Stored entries
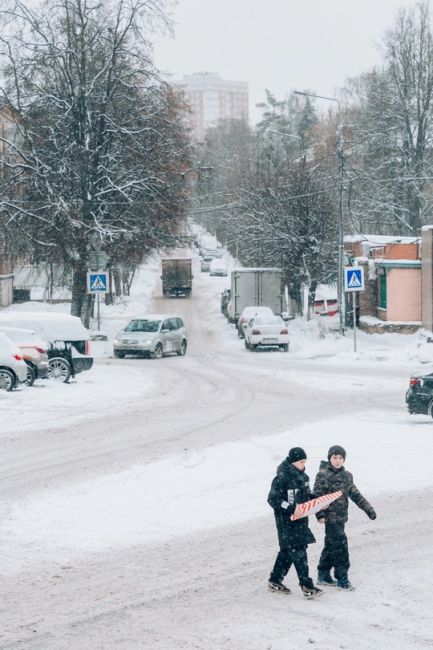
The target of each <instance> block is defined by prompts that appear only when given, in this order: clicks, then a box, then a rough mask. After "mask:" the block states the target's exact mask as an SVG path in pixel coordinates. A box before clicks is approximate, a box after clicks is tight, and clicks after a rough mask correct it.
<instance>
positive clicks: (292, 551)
mask: <svg viewBox="0 0 433 650" xmlns="http://www.w3.org/2000/svg"><path fill="white" fill-rule="evenodd" d="M292 564H294V565H295V569H296V573H297V574H298V579H299V584H300V585H301V587H308V588H309V589H311V587H313V581H312V580H311V578H310V577H309V576H308V559H307V549H306V547H305V548H283V549H281V551H280V552H279V553H278V555H277V559H276V560H275V564H274V568H273V569H272V572H271V575H270V576H269V580H270V581H271V582H282V580H283V578H284V577H285V576H286V575H287V573H288V572H289V569H290V567H291V566H292Z"/></svg>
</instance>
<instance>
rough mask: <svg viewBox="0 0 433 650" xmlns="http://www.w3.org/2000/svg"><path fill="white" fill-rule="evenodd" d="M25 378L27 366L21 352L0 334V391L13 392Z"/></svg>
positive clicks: (24, 379) (9, 341) (3, 335)
mask: <svg viewBox="0 0 433 650" xmlns="http://www.w3.org/2000/svg"><path fill="white" fill-rule="evenodd" d="M26 378H27V365H26V363H25V361H24V359H23V357H22V354H21V350H20V349H19V348H18V347H17V346H16V345H15V343H14V342H13V341H11V340H10V338H9V337H8V336H6V334H3V333H1V332H0V389H1V390H8V391H10V390H13V389H14V388H17V386H18V385H19V384H23V383H24V382H25V381H26Z"/></svg>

## WHAT YOU ARE ASKED TO DO
Check each line of the entries above for the string "instance", and return those that contain it.

## TASK ANSWER
The target of each <instance> block is defined by prompts that appear only when given, in this order: clicks, then a box, then a rough mask. After "mask:" the block states the target's exact mask as an SVG path in pixel coordinates. A box before clicks is approximate, a box after clicks is tight, and clicks after a rough mask correct it.
<instance>
</instance>
<instance>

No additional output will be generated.